● **Task brief**
Please retype all of the following entries exactly.

● **Stored data**
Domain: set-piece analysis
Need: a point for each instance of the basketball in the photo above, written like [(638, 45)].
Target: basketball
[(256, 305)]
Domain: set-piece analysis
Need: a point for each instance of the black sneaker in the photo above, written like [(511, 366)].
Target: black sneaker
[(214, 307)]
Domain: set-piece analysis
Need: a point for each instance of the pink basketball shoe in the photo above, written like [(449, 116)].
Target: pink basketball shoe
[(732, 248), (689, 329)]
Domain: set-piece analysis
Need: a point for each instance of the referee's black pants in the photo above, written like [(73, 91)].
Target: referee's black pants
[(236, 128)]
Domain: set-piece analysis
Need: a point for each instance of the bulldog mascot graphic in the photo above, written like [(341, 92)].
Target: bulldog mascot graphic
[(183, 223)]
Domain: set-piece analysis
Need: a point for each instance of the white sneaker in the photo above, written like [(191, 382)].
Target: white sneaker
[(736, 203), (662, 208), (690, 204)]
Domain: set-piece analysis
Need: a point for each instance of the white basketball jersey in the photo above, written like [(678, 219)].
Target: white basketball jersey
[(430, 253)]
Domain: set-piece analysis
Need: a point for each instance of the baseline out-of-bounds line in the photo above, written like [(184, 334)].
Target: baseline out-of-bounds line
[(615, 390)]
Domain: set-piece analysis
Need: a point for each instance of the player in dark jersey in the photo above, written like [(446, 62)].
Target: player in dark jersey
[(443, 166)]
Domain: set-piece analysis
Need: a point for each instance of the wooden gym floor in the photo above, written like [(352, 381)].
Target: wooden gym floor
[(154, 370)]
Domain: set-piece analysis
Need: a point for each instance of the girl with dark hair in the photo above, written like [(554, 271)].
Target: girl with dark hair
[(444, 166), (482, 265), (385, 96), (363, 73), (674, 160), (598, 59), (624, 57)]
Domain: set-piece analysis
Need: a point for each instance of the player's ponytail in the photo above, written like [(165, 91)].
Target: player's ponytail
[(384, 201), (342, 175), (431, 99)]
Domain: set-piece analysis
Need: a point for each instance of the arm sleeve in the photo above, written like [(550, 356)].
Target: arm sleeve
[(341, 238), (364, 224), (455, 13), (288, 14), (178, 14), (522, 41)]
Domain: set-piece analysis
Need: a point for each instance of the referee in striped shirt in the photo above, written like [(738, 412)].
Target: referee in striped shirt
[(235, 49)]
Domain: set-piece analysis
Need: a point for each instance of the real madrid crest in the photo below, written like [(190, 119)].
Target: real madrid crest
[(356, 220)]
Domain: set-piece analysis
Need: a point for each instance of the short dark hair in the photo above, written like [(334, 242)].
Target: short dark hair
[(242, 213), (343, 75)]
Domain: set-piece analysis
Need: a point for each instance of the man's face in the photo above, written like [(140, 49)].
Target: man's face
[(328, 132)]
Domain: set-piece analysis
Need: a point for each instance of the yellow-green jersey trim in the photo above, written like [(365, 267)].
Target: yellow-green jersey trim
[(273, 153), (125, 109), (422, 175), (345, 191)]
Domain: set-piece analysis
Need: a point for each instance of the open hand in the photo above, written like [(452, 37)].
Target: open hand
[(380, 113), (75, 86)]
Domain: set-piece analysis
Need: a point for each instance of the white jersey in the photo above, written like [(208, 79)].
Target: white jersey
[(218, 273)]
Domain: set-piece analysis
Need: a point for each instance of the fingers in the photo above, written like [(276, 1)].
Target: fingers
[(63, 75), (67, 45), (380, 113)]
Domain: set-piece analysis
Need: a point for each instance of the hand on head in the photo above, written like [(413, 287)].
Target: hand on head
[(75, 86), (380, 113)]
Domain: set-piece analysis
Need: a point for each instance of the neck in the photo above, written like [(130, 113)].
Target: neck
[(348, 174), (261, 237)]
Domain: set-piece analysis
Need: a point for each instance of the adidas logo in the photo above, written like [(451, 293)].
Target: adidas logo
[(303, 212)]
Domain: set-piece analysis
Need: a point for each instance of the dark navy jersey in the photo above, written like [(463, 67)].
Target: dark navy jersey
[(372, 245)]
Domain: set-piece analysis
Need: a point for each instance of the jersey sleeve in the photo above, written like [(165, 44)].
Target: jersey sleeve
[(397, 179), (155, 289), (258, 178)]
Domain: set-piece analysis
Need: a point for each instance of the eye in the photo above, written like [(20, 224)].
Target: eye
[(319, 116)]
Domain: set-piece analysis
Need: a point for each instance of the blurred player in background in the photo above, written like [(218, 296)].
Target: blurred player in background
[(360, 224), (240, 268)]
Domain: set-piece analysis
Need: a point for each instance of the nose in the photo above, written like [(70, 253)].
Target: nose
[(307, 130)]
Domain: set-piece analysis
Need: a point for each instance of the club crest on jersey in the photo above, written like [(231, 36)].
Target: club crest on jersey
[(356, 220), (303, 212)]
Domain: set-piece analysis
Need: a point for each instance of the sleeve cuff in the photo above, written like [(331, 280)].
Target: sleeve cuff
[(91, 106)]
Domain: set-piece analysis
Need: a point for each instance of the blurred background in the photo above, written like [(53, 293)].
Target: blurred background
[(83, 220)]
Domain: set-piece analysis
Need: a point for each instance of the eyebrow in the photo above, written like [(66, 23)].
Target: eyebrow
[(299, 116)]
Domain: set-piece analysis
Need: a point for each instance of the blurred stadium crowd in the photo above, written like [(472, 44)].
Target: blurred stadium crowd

● **Output below**
Domain: set-piece analysis
Need: a point for each instance of the basketball in the photo above, written like [(638, 45)].
Target: basketball
[(256, 305)]
Domain: set-piece analysis
Need: a point for each instance of the black sneaker in the photo above, written like [(511, 366)].
Target: black sneaker
[(214, 307)]
Domain: set-piece analysis
Need: a point for each instance of the pink basketball shoe in the photo above, written like [(449, 116)].
Target: pink basketball shoe
[(732, 248), (689, 329)]
Domain: set-piece analysis
Need: a point for each instance of the referee's black pants in the photo above, written like [(73, 91)].
Target: referee's black pants
[(236, 128)]
Domain: set-piece analysis
Need: a point for each instance of the bulldog mascot graphic in the photo above, written like [(341, 92)].
Target: bulldog mascot graphic
[(183, 223)]
Domain: set-piece analysis
Need: a point for each instance of the white sneaker in the photo above, written like [(191, 382)].
Target: white sneaker
[(736, 203), (662, 208), (690, 204)]
Domain: set-piece analysis
Need: a point for each instance of the white basketball jersey in the photo above, written like [(678, 219)].
Target: white basketball jersey
[(430, 253)]
Domain: set-piece analysis
Need: a point for each instance of the baseline out-of-bounds line in the photo above, written like [(184, 334)].
Target: baseline out-of-bounds line
[(615, 390)]
Domain: set-piece analysis
Need: a point for each instance of the player in dark jersey in the photo above, written like [(446, 62)].
Target: player in dark jersey
[(443, 166)]
Domain: set-piece analysis
Need: a point for each instance of the wooden gym floor in the photo above, written like [(352, 381)].
Target: wooden gym floor
[(154, 370)]
Domain: set-piece analysis
Need: a point for each instance of the girl with dark hair in the photo above, written like [(554, 271)].
Target: girl with dark hair
[(444, 166), (482, 265), (385, 96), (363, 73), (674, 160), (598, 59), (624, 57)]
Domain: set-piece analysis
Need: a point for each instance of the player's ponytail in the photo above, written like [(165, 91)].
Target: player's ponytail
[(384, 201), (342, 175), (431, 99)]
Domain: set-piece analysis
Need: a point for each instance of the arm sleeve in the photo above, written like [(550, 356)].
Target: arm sleeve
[(341, 238), (364, 224), (455, 13), (288, 14), (178, 14), (522, 41)]
Domain: set-piece analysis
Need: a point for each instance of the referee in striped shirt in the photo above, written like [(738, 412)].
Target: referee in striped shirt
[(235, 49)]
Domain: set-piece analysis
Need: a point for each instance of the real madrid crest in the photo below, written like [(190, 119)].
Target: real madrid crest
[(356, 220)]
Domain: set-piece analysis
Need: a point for each instance of the short dark hair in the photo above, written like [(334, 242)].
Target: short dark hair
[(242, 213), (343, 75)]
Domain: set-piece analysis
Need: a point for each instance of the man's face in the photo above, written like [(140, 49)].
Target: man's face
[(328, 132)]
Domain: set-piece analysis
Need: a point for each instance of the yellow-green jersey trim in the photo above, written like [(365, 267)].
Target: yellow-green jersey trim
[(273, 153), (125, 109), (422, 175), (345, 191)]
Domain: set-piece analysis
Need: a point for each instance of the open hand in the photo above, written like [(452, 37)].
Target: open hand
[(380, 113), (75, 86)]
Domain: set-piece analysis
Need: a point for each instance of the white jersey in the photo above, written like [(208, 79)].
Target: white jersey
[(218, 273)]
Domain: set-piece analysis
Need: a point for each instance of the fingers in the photo above, written like [(276, 1)].
Target: fingers
[(63, 75), (67, 45), (380, 113)]
Domain: set-piece analysis
Need: a point for each instance of the hand on head in the photo above, written like [(413, 287)].
Target: hand on head
[(75, 86), (380, 113)]
Domain: set-piece analysis
Need: a point for each instance of the neck in the photo above, written like [(130, 113)].
Target: neck
[(348, 174), (261, 237)]
Domain: set-piece analysis
Need: a point for each instance of the adidas logo in the photo above, written like [(451, 293)].
Target: adidas logo
[(303, 212)]
Domain: set-piece analysis
Need: a point for each instance of the dark navy jersey in the photo above, written like [(463, 67)].
Target: dark navy jersey
[(372, 245)]
Domain: set-piece analysis
Need: a point for each instance of the jersey sleeve in the photo above, written like [(165, 44)].
Target: jersey sleeve
[(397, 179), (155, 289), (258, 178)]
Domain: set-piece analysis
Need: a point for each instance of the eye in the photo above, written like [(20, 224)].
Target: eye
[(319, 116)]
Domain: set-piece analysis
Need: a point for each instance of the blurred player in background in the photo above, written like [(218, 296)].
Target: blurred player in background
[(360, 224), (240, 268)]
Domain: set-piece analysis
Need: a point for each instance of the nose in the photo above, written like [(70, 253)].
Target: nose
[(307, 130)]
Domain: set-piece analysis
Need: a point for each instance of the club crest on jersey in the photo above, written like [(231, 36)].
Target: club crest on jersey
[(356, 220), (303, 212)]
Domain: set-piece analysis
Need: a point for each instance of the sleeve cuff in the photo above, written like [(331, 280)].
Target: sleeve cuff
[(91, 106)]
Domain: set-piece analysis
Need: a point for each instance of the blurred background in the photo above, written like [(53, 293)].
Target: blurred background
[(83, 220)]
Domain: set-piece analysis
Need: a point for each instance of the eyebrow in the photo above, written like [(66, 23)].
Target: eyebrow
[(299, 116)]
Domain: set-piece analysis
Need: a point for each instance of the blurred stadium crowd in the photo above, written like [(472, 44)].
Target: blurred stadium crowd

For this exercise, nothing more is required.